■ Data supplied
↓
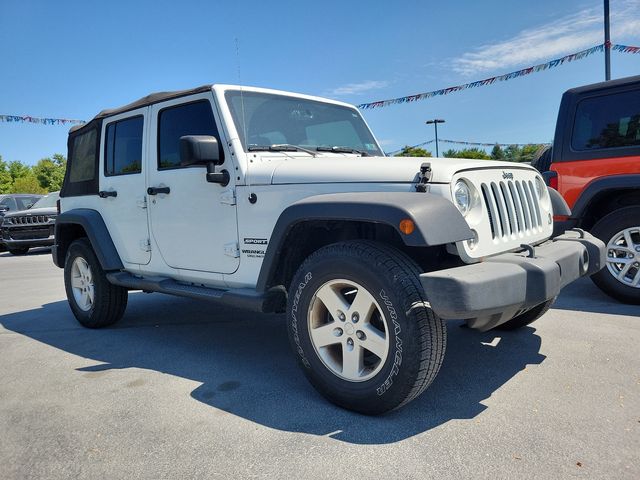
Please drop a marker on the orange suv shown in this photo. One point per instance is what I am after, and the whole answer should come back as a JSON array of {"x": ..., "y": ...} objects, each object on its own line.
[{"x": 595, "y": 165}]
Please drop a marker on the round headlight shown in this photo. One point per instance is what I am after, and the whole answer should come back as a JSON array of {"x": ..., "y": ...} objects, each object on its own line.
[{"x": 462, "y": 196}]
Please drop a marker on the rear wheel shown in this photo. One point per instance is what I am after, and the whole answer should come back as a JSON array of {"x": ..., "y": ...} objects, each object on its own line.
[
  {"x": 361, "y": 329},
  {"x": 620, "y": 231},
  {"x": 94, "y": 301}
]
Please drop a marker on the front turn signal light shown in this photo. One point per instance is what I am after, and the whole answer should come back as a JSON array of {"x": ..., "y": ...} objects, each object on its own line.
[{"x": 407, "y": 226}]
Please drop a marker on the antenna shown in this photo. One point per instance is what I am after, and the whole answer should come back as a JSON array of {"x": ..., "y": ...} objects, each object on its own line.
[{"x": 244, "y": 122}]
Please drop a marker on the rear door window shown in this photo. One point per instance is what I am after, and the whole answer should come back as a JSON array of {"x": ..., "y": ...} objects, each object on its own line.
[
  {"x": 123, "y": 147},
  {"x": 607, "y": 121}
]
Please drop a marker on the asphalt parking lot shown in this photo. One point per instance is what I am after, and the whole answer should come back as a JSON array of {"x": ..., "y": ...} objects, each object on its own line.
↑
■ The problem
Copy out every row above word for word, omitting the pictures.

■ Response to the task
Please drop a marker on the orange suv shown in this photo. One point per instance is what I am after, and the whole answer should come back as a JSON array of {"x": ..., "y": ...} objects, each object on its own line.
[{"x": 595, "y": 165}]
Please drop a marker on the round headlight shown in this photo. One point per instance is what I am after, and the whole answer should come back as a JSON array of {"x": ..., "y": ...} objects, each object on its own line.
[{"x": 462, "y": 196}]
Please drop a marker on the rear wheel shown in this photo. One point per instance is what I am after, and the whole answer should come back as a JSON array of {"x": ..., "y": ...} objects, each object on its own line.
[
  {"x": 361, "y": 329},
  {"x": 620, "y": 231},
  {"x": 94, "y": 301}
]
Please drop a marker on the front turn signal light shown in this photo. One point per instance is what I am after, and the whole answer should come back as a JSON array of {"x": ..., "y": ...} objects, each object on its own line.
[{"x": 407, "y": 226}]
Please drop a marker on the antenna shown in this photo. One point per instance is what I am after, and the whole answer should come back as a JSON array of {"x": ..., "y": ...} objects, each object on its own line.
[{"x": 244, "y": 122}]
Please drop a marker on the rear door window shown in this photo. One point per instance is what I am after, and the whole answer should come back as a JSON array of {"x": ..., "y": ...} objects, each object on its own line.
[
  {"x": 123, "y": 147},
  {"x": 607, "y": 121}
]
Please drop a marker on the asphalt parking lot shown in this photo. One point per instance is what I am after, and the whole answer should come back as a JSON array of {"x": ..., "y": ...} objects, each object on its own line.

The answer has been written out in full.